# FRAGEN ZUM MATERIAL:
(a) Erläutern Sie anhand des Berichts über Chullupata, worin sich eine Dorfgemeinschaft wie eine Eigentümergenossenschaft organisiert.
(b) Führen Sie den Bericht über Chullupata fort.

Paradies unter der Armutsgrenze

Der Deutsch-Peruaner Sebastian Ritter hat nach Abschluss seines Abiturs im Jahr 2016 ein Praktikum bei der Menschenrechts- und Umweltsorganisation CooperAcción im Geburtsort seinen Großvaters in Tambobamba/Apurímac  absolviert und dort ein ganz anderes Leben vorgefunden.

In einem Zeitraum von 3 Monaten konnte ich das Leben in der Dorfgemeinschafht Chullupata kennenlernen. 30 Autominuten von meinem Einsatzort in der Bezirkshauptstadt Tambobamba entfernt, fand ich dort eine vollkommen andere Lebensrealität vor. Während ich also die Frauen, Männer und Kinder bei Ihren alltäglichen Aufgaben begleitete, warfen sich viele Fragen zu meiner (westlichen) Auffassung von Armut auf. Die Zeit, die ich in dieser Dorfgemeinschaft verbringen durfte, hat mir verdeutlicht, dass Geld oder der Mangel an Geld niemals als Gradmesser für die wirkliche Lebensqualität dienen kann.

Eine Dorfgemeinschaft ist im Grunde genommen ein Dorf, dass sich wie eine Eigentümergenossenschaft organisiert. Hauptmerkmal ist wohl, dass der Grund Gemeingut ist und die Verteilung sowie alle weiteren für das Zusammenleben relevanten Dinge innerhalb der Gemeinschaft auf basisdemokratische Weise entschieden und geregelt werden. Auch wenn die Organisation innerhalb einer solchen Dorfgemeinschaft eine sehr interessante soziale Form des Zusammenlebens darstellt und weit in die vorkoloniale Zeit zurück geht, möchte ich in vom Leben in der Dorfgemeinschaft erzählen, vom Alltag der Menschen, den ich für diese Zeit ein wenig mitleben durfte.

# EXTRAHIERTE DATENSÄTZE:
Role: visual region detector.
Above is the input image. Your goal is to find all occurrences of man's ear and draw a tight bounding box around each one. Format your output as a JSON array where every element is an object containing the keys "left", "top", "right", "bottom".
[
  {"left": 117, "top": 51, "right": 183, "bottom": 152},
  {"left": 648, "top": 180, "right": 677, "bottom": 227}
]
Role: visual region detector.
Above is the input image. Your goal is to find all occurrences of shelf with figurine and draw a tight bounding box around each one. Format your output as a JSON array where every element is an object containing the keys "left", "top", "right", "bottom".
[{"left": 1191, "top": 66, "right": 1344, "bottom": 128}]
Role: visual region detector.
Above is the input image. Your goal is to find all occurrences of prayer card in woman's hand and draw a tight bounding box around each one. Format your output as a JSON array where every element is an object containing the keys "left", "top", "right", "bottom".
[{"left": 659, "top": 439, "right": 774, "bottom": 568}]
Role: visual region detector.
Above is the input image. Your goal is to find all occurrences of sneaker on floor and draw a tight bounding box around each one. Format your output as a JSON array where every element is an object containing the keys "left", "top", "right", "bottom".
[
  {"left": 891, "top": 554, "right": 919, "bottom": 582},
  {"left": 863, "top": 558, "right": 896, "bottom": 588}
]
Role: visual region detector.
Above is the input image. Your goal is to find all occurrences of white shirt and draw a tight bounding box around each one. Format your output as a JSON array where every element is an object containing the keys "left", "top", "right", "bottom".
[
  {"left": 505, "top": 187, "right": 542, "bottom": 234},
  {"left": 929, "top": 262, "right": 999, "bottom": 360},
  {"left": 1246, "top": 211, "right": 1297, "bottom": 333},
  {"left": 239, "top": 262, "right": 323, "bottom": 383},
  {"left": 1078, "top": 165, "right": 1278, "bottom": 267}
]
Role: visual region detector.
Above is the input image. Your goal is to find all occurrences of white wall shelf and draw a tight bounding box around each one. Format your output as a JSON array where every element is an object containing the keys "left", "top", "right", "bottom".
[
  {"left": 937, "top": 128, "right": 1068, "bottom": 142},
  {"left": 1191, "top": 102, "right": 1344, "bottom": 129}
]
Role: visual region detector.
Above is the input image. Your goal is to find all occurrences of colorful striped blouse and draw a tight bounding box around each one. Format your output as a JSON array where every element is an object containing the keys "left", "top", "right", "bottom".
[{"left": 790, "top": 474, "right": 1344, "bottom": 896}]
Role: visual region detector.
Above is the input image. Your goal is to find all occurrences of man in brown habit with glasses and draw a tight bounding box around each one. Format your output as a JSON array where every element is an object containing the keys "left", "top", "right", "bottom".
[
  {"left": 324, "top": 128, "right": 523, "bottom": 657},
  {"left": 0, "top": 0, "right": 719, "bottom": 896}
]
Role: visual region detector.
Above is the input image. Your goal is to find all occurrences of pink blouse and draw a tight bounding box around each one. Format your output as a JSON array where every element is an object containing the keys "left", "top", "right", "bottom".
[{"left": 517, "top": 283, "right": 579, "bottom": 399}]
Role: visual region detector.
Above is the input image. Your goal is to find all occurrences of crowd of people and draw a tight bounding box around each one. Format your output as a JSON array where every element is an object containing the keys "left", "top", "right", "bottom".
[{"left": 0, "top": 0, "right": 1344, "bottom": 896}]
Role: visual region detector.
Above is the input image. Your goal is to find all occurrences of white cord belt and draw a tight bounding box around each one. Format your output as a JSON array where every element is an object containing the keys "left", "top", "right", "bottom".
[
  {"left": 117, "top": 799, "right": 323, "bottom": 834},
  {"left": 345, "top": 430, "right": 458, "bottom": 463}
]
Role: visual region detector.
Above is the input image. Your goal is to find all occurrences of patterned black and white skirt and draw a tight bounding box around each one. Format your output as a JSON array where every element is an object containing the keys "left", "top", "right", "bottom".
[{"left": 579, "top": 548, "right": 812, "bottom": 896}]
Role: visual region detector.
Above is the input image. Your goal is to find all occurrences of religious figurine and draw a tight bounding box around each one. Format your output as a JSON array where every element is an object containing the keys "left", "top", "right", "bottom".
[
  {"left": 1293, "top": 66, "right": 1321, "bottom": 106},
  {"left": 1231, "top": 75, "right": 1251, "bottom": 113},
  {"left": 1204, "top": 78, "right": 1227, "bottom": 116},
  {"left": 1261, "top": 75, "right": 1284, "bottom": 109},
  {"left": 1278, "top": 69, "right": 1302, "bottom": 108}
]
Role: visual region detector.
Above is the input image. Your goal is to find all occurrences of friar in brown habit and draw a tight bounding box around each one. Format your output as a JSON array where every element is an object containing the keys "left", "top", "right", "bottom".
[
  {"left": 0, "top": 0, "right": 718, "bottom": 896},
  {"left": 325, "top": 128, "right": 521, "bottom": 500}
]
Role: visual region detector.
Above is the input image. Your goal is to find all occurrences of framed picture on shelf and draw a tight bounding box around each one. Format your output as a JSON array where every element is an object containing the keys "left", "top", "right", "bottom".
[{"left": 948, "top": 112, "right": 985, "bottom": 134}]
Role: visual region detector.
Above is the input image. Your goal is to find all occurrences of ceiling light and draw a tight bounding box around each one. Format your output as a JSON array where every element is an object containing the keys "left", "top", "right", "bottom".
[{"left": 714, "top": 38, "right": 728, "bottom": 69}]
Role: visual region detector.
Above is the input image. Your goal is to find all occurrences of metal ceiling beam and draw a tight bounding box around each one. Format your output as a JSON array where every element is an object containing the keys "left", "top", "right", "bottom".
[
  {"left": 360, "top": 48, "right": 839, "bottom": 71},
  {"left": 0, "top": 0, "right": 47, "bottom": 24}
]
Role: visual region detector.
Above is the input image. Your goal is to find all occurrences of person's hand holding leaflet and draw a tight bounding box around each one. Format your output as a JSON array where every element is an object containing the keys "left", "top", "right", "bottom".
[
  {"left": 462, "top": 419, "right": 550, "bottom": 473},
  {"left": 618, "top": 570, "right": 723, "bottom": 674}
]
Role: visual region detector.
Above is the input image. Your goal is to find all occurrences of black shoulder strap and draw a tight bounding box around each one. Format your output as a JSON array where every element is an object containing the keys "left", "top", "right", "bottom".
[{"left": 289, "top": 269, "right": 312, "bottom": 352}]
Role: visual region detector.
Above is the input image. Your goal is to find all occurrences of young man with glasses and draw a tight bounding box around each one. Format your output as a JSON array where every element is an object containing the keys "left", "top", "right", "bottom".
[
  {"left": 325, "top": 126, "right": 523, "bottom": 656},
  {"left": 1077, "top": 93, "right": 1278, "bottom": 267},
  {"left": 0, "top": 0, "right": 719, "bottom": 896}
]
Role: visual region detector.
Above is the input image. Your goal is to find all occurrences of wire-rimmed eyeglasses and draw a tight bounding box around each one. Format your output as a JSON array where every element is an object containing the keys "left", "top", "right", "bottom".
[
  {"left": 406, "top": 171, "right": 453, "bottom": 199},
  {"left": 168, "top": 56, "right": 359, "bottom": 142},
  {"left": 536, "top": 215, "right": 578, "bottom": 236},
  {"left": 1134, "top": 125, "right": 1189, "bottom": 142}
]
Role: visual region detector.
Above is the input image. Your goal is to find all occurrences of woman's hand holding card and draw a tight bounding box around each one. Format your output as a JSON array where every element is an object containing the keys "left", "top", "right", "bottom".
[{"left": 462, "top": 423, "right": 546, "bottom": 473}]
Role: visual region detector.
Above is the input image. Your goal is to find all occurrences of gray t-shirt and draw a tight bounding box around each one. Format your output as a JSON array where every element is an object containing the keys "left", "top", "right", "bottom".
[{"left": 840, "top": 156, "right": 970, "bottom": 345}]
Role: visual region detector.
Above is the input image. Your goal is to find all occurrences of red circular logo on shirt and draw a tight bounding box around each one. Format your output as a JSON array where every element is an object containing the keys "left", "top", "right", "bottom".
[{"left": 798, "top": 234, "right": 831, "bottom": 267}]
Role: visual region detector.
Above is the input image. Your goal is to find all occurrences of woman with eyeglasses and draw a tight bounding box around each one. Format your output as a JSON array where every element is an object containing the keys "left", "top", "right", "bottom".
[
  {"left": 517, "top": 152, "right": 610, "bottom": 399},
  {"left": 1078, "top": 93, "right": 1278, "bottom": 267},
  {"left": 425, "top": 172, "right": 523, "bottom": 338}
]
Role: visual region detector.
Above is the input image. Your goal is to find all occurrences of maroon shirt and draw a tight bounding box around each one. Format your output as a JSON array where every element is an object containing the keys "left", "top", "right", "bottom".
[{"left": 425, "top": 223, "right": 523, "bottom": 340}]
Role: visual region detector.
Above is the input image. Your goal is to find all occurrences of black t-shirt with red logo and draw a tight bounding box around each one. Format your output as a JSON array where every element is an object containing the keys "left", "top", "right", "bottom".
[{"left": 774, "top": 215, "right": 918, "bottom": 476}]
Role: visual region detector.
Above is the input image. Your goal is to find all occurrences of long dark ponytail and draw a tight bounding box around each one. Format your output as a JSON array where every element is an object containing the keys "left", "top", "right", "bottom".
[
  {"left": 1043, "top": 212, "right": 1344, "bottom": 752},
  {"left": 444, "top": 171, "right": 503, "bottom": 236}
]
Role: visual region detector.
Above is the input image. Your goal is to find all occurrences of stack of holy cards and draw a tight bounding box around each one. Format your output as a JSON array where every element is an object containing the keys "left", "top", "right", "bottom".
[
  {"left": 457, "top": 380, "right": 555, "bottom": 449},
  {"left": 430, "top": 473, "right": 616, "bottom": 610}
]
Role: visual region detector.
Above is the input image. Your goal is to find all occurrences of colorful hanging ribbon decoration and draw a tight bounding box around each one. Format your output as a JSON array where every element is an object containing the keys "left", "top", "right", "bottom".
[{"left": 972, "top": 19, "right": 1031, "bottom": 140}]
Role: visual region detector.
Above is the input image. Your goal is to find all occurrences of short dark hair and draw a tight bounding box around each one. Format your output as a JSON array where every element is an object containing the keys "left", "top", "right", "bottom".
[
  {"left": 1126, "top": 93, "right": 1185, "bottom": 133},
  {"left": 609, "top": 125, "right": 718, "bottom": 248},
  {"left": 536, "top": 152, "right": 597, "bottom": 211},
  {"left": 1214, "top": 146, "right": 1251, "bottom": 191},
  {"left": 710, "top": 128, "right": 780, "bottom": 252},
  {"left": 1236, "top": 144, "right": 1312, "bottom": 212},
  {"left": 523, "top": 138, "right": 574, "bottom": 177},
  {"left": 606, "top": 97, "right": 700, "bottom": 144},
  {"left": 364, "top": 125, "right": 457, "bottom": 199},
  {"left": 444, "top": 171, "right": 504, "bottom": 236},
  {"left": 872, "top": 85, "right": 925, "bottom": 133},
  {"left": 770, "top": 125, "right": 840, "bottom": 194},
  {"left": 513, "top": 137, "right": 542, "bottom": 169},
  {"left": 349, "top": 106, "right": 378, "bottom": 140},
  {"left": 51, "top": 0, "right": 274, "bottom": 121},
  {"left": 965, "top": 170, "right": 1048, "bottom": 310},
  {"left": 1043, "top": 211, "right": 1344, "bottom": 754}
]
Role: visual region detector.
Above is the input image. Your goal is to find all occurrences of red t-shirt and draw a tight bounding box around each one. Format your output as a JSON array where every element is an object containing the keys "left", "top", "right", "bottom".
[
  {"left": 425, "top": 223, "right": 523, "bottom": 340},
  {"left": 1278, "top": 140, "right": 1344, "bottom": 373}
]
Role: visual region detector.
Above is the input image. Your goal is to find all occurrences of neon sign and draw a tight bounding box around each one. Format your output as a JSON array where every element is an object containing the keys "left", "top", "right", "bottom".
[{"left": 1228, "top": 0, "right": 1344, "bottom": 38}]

# LÖSUNGEN DER AUFGABEN:
(a) Der Grund ist Gemeingut. Über seine Verteilung und alle weiteren für das Zusammenleben wichtigen Dinge entscheidet die Gemeinschaft selbst, und sie regelt sie auf basisdemokratische Weise.

(b)
Die Arbeit der Frauen

Die Menschen in der Dorfgemeinschaft von Chullupata arbeiten in und leben auschließlich von der Landwirtschaft. Sie bauen Getreide, Kartoffeln und Gemüse an und züchten Schafe. Einige besitzen Kühe oder Pferde. Während die Männer sich um die Arbeiten am Haus kümmern und die meiste Zeit die etwas höher gelegenen und klimatisch kälteren Felder bestellen, wo Kartoffeln wachsen, kümmern sich die Frauen um das Gemüse und den Mais in der Nähe des Dorfes. Ausserdem kümmern sich die Frauen um das Weiden ihrer Schafe. Damit sich Schafe ausreichend ernähren, müssen Sie fast den ganzen Tag lang weiden. Morgens gegen 8 Uhr werden die Schafe freigelassen. Jede Familie im Dorf besitzt etwa 30 Tiere. Den Weg zu den unterschiedlichen Weideplätzen kennen die Herden selbst. Nichtdestotrotz gilt es aufzupassen, dass sich die Herden nicht mischen, einzelne Tiere verloren gehen oder von Füchsen angegriffen werden. Die Frauen nehmen ausgerüstet mit einer Steinschleuder ihre Kinder dabei auf dem Rücken in einem Tragetuch mit. Mit der Steinschleuder kann man die Schafe antreiben und Füchse verscheuchen.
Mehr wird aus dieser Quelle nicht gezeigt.